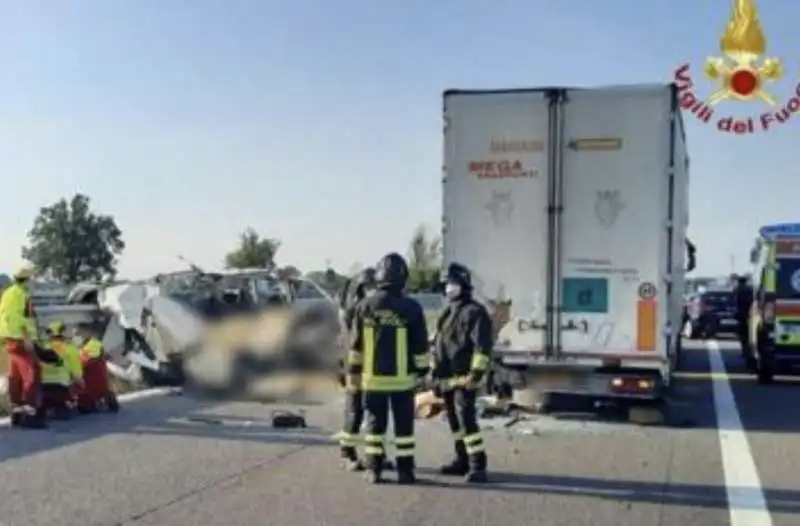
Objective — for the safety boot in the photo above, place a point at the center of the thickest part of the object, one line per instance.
(374, 466)
(405, 470)
(35, 420)
(459, 466)
(350, 459)
(477, 469)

━━━━━━━━━━━━━━━━━━━━━━━━━━━━━━

No picture belongs in the answer; the rest of the records must be repeated exactly.

_Exercise answer_
Objective — for the safety boot in the photo above, place a point at the center of the thickest part of the object, one line per instance.
(374, 466)
(405, 470)
(35, 420)
(459, 466)
(350, 459)
(477, 469)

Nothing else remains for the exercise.